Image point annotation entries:
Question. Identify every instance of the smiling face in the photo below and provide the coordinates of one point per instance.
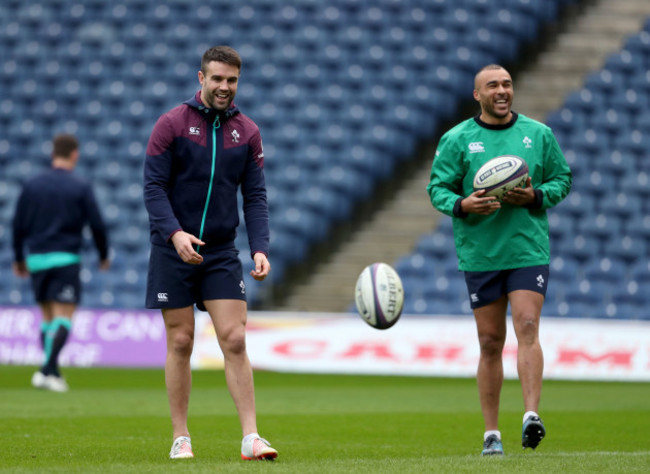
(218, 85)
(493, 91)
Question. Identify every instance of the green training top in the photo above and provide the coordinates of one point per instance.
(513, 236)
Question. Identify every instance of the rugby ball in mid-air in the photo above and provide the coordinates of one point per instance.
(379, 295)
(500, 175)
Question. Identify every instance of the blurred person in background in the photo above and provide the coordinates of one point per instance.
(502, 247)
(198, 156)
(51, 213)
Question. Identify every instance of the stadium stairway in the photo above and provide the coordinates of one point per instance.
(560, 67)
(599, 30)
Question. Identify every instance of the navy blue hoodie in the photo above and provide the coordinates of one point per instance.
(51, 212)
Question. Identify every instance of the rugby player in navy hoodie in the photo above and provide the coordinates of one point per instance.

Task details: Please rescale the entries above by writing out every line again, wording included, with each point coordinate multiplied by 1.5 and rounded to a whole number (halves round up). Leave out the pictures.

Result of the exercise:
Question. Identify every instance of the smiling face in the photo below and provide the coordinates of one point per instance.
(327, 128)
(740, 137)
Question. Identify every instance of the green training top in the photo above and provide the coordinates of one point per instance.
(770, 354)
Question. Identify every instance of the rugby ball in mid-air in the photo above and provide the coordinates of one point per instance.
(569, 443)
(750, 263)
Question. Identify every instance of the blurred person in background in the photo above and provide the coordinates of one point per instance.
(753, 371)
(297, 234)
(77, 320)
Question. Identify every instance of the stadium stairway in the photo above and provide the coordinates of one point per instance.
(840, 101)
(899, 45)
Question. Identify every instance of the navy blue hoodie in the photo above and provide the coordinates of one point per instance.
(77, 318)
Question. Identify every instance of the rugby player in navy hoodie in the photo above and provide the coordinates of one point per instance.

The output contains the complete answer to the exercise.